## EXERCISE AIM
Extract every record, exactly as written, and ignore the pictures.
──────── MATERIAL FOR THE TASK ────────
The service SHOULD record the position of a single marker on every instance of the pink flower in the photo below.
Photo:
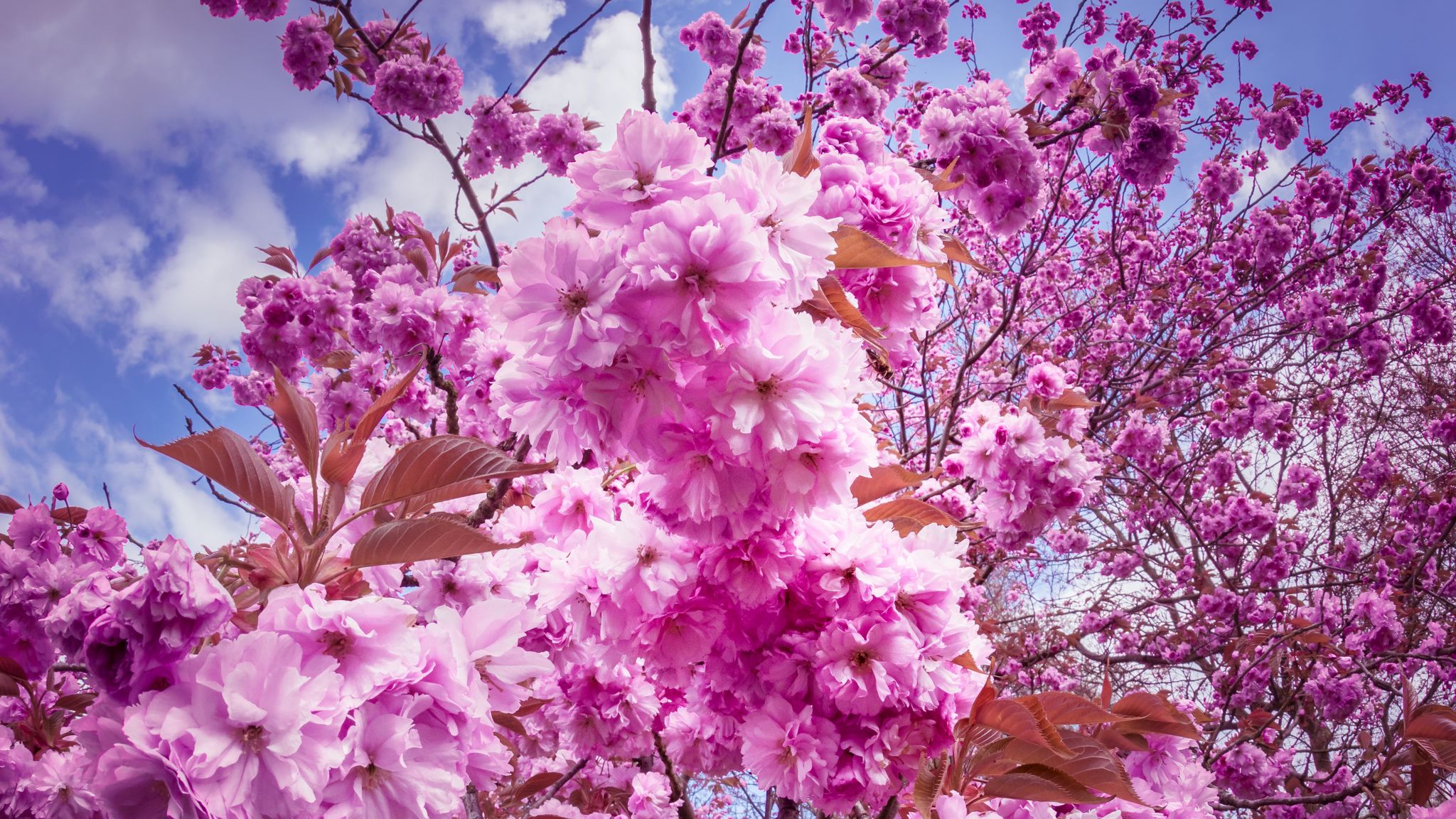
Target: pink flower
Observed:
(785, 388)
(650, 164)
(1047, 381)
(700, 272)
(845, 15)
(558, 291)
(864, 665)
(306, 51)
(418, 88)
(370, 638)
(781, 201)
(252, 719)
(389, 771)
(788, 748)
────────
## THE COMPLETED TASK
The service SHOULD record the position of a single marker on every instance of the pink flower in the photo below.
Photo:
Target: pink flower
Observed:
(785, 388)
(650, 164)
(1047, 381)
(700, 272)
(845, 15)
(558, 291)
(864, 665)
(306, 51)
(418, 88)
(370, 638)
(781, 201)
(252, 719)
(389, 771)
(788, 748)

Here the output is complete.